#### WHAT YOU NEED TO DO:
a) In the Super+ text, on what date was the channel launched?
b) Using the Super+ text, say whether each statement agrees with it, and quote the words that decide each one: (i) The channel broadcasts in Ukrainian. (ii) The channel's headquarters are in Lviv. (iii) The channel won the MX-1 license competition in October 2024.

#### TEXT PROVIDED:
****

Super+
- Country: Ukraine
- Broadcast area: National
- Headquarters: Kyiv, Ukraine

Programming
- Language: Ukrainian
- Picture format: 16:9 (576i, HDTV)

Ownership
- Owner: Starlight Media (TOV Hmarochos-Media)

History
- Launched: December 2, 2024

= Super+ =

Ukrainian entertainment television channel

Super+ is a Ukrainian entertainment channel owned by Starlight Media, aimed at the youth and family demographics.

==History==

On July 11, 2024, the TV channel became the winner of the competition for a broadcasting license in the MX-1 multiplex of the DVB-T2 digital broadcast network operated by Zeonbud, which broadcasts programs and series of TV channels «Starlight Media» and «Media Group Ukraine».

On October 24 of the same year, the National Council of Ukraine on Television and Radio Broadcasting registered the TV channel for satellite broadcasting.

****

#### INFORMATION SHOWN:
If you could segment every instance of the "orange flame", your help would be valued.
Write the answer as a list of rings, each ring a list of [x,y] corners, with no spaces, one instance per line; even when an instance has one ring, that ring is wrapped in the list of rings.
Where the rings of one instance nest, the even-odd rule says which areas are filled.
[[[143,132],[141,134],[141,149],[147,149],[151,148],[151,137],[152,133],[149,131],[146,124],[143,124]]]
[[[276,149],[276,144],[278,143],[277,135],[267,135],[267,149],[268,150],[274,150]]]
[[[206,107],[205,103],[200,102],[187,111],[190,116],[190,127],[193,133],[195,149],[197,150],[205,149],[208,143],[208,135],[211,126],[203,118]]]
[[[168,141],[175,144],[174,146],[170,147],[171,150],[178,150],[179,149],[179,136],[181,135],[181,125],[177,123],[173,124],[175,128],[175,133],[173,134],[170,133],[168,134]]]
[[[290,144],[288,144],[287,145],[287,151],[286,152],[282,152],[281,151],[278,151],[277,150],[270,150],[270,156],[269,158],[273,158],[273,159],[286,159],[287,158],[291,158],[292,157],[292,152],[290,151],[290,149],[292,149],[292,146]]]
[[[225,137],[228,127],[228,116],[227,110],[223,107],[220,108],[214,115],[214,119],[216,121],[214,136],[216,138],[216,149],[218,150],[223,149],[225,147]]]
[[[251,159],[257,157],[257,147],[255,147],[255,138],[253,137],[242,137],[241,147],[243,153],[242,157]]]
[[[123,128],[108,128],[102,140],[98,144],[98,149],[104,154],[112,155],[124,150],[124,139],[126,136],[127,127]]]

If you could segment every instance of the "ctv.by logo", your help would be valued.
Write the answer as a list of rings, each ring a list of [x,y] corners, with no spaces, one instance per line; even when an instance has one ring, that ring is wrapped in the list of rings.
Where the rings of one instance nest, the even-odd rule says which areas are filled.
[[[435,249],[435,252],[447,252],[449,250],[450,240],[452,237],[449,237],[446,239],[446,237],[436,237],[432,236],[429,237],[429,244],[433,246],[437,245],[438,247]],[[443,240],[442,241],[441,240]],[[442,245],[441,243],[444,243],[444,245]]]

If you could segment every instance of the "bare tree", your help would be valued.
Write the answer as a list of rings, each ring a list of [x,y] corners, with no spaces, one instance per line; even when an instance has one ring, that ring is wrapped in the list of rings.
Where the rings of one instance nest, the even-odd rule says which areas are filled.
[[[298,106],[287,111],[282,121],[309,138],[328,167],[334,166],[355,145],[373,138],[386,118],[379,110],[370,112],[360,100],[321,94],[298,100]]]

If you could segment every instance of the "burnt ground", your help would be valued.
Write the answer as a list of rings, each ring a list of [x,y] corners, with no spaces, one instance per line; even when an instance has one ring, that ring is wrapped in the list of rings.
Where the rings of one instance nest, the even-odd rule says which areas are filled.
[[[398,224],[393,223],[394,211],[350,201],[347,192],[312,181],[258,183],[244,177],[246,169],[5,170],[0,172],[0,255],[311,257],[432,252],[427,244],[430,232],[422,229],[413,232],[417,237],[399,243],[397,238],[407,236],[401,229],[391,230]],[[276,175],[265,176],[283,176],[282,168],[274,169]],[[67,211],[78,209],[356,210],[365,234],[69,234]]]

****

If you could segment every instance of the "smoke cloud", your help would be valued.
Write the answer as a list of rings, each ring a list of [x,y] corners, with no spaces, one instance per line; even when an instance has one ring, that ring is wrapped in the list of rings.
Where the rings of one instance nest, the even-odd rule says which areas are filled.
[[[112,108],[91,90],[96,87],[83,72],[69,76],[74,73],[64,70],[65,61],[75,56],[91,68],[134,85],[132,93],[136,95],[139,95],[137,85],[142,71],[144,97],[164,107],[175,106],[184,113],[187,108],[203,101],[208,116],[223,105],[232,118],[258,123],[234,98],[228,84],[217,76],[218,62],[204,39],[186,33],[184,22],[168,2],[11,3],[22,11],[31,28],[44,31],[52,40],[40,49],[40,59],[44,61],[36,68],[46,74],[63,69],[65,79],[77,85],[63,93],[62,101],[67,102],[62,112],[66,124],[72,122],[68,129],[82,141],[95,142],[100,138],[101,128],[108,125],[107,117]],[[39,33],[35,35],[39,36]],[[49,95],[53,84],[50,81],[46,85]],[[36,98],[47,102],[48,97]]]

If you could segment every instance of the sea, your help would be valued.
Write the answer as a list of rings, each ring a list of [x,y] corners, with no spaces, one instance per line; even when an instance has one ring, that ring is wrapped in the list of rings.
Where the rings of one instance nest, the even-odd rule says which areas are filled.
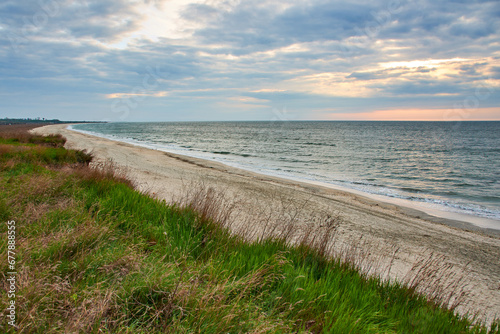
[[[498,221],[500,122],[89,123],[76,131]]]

****

#### THE REPLIES:
a) December 2, 2024

b)
(i) Yes: "Language: Ukrainian"
(ii) No: "Headquarters: Kyiv, Ukraine"
(iii) No: "On July 11, 2024, the TV channel became the winner of the competition for a broadcasting license in the MX-1 multiplex"